Pointing records
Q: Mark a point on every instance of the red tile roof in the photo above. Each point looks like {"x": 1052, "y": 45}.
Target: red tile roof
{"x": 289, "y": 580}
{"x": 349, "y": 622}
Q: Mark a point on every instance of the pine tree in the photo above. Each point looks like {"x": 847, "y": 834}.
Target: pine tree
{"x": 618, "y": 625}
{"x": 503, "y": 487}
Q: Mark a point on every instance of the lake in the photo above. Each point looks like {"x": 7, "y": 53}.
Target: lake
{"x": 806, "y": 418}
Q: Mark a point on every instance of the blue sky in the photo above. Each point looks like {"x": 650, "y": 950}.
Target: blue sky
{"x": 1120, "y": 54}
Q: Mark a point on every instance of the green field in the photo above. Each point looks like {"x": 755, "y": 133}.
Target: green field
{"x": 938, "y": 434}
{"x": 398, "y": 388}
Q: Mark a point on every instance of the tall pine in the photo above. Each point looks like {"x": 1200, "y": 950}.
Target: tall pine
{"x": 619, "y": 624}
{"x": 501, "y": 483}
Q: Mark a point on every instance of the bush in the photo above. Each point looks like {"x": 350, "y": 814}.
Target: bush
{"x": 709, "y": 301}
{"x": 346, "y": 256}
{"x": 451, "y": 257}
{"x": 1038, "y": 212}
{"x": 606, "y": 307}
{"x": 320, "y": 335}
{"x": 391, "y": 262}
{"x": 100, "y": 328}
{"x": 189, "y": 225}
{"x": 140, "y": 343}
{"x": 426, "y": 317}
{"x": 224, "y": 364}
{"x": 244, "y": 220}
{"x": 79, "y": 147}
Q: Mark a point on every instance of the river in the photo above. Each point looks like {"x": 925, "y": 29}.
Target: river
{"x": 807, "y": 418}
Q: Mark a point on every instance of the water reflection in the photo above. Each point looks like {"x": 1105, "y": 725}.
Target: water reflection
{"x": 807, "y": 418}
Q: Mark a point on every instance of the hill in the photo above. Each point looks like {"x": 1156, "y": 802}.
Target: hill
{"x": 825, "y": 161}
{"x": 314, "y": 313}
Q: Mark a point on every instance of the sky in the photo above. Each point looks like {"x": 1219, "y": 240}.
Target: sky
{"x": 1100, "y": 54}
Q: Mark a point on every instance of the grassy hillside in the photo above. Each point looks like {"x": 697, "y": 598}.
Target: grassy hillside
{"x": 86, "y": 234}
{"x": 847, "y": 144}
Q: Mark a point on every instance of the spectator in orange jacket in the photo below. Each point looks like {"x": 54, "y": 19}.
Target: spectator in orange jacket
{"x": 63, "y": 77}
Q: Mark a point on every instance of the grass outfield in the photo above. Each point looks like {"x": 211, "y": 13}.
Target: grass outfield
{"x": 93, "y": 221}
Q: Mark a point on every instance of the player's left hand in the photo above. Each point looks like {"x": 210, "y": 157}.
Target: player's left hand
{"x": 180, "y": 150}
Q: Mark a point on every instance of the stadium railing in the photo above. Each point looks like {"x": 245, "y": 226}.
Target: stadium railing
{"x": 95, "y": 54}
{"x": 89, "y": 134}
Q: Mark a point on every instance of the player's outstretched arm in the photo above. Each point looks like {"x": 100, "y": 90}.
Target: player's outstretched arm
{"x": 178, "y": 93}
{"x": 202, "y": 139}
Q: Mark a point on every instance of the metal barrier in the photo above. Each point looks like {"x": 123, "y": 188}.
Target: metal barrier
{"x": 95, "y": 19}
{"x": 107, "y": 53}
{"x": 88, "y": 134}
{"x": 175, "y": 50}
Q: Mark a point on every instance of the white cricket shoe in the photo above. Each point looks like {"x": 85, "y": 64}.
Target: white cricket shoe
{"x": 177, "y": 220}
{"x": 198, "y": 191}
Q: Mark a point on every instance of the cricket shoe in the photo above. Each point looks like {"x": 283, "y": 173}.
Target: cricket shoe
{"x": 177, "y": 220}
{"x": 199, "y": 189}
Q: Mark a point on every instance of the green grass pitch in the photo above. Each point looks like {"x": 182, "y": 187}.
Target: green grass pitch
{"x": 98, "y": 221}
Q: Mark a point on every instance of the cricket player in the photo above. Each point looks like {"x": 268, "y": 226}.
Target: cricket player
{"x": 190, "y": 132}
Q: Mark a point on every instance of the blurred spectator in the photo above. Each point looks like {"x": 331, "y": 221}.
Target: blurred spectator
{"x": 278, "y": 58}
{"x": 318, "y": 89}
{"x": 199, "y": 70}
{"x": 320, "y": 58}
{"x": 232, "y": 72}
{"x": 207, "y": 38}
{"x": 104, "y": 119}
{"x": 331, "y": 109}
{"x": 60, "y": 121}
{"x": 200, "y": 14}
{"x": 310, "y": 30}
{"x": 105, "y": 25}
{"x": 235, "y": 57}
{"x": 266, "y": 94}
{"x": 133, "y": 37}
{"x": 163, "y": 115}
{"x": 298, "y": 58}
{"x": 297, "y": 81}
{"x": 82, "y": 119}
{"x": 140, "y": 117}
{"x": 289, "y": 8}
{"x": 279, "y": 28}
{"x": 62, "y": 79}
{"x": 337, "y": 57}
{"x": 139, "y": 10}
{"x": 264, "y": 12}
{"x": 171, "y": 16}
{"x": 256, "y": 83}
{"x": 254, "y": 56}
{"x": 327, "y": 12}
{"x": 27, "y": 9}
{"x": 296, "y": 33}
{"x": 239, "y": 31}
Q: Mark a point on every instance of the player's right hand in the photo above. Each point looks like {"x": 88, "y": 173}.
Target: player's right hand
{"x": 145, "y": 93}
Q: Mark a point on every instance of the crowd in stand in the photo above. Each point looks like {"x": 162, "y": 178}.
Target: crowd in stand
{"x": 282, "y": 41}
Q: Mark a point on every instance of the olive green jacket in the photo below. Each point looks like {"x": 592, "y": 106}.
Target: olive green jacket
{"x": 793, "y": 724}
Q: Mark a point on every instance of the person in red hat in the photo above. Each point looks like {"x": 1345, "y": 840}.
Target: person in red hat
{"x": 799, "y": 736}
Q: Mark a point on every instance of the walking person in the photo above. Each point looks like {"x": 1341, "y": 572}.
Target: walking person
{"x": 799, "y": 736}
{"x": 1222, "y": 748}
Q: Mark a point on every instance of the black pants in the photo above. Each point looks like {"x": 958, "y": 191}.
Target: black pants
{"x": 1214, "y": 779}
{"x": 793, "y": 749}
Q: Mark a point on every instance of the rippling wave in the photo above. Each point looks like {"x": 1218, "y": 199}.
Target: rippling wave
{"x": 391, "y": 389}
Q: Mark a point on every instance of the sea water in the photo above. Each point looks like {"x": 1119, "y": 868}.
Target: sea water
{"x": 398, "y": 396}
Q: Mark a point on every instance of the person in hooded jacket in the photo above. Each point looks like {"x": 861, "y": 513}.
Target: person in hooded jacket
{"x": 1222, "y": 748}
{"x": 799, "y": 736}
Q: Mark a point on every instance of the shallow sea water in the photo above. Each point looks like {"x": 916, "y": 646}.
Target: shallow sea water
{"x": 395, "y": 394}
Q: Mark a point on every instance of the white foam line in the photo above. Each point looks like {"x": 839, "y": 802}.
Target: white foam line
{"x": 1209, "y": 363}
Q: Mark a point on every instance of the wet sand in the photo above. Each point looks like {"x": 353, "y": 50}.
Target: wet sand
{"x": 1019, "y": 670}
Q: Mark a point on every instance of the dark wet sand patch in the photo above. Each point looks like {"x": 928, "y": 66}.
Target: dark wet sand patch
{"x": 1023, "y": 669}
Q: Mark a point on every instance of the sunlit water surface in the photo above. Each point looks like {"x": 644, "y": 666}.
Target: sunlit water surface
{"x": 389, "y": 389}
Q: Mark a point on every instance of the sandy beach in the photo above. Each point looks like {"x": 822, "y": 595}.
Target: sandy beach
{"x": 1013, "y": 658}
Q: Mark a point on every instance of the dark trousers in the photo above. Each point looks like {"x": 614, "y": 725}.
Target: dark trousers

■ **Exercise task**
Everything from the line containing "Q: Mark a point on every instance of the walking" to the end of the records must be written out exactly; include both of those lines and no others.

■ **Solution to the exercise**
Q: Mark a point on every instance of the walking person in the photo above. Each point looks like {"x": 1341, "y": 572}.
Target: walking person
{"x": 799, "y": 736}
{"x": 1222, "y": 748}
Q: Mark a point on every instance of the black pants in the photo above. Each point looks like {"x": 958, "y": 191}.
Target: black pants
{"x": 1214, "y": 779}
{"x": 793, "y": 749}
Q: Mark a point on every instance of the rippling wave in the photo above. Each point looks like {"x": 1218, "y": 199}.
Target: rippling wave
{"x": 391, "y": 389}
Q: Mark a point on every instance of the sea water in the photo above. Each point looks like {"x": 1119, "y": 868}.
Target: sea water
{"x": 398, "y": 396}
Q: Mark a point on every instance of the person in hooded jacket in the photo above. Each point looks like {"x": 861, "y": 513}.
Target: person in hooded jacket
{"x": 1222, "y": 748}
{"x": 799, "y": 736}
Q: Mark a point on every instance of the shallow sea water in the photo above. Each point looks like {"x": 916, "y": 646}.
Target: shallow sea water
{"x": 395, "y": 394}
Q: Mark a point on every instance of the white foam line in the photo above. Each point looks like {"x": 839, "y": 802}.
Target: white foam line
{"x": 1209, "y": 363}
Q: Mark a point on every instance of the wet sand in the photo above. Each point looks like {"x": 353, "y": 50}.
Target: wet sand
{"x": 1019, "y": 670}
Q: Mark a point on every instance of the dark wet sand patch in the photo above. Each point looks like {"x": 928, "y": 66}.
Target: dark wet sand patch
{"x": 1023, "y": 669}
Q: Mark a point on every instance of the sunlit water surface in the photo above. Each point looks like {"x": 644, "y": 666}.
Target: sunlit water surface
{"x": 389, "y": 389}
Q: Mark a point on every instance of the sandy beach in the photo above. Each point looks like {"x": 822, "y": 595}.
Target: sandy beach
{"x": 1013, "y": 658}
Q: Mark a point on every instance of the dark trousers in the photo above. Each point looks like {"x": 614, "y": 725}.
Target: dark trousers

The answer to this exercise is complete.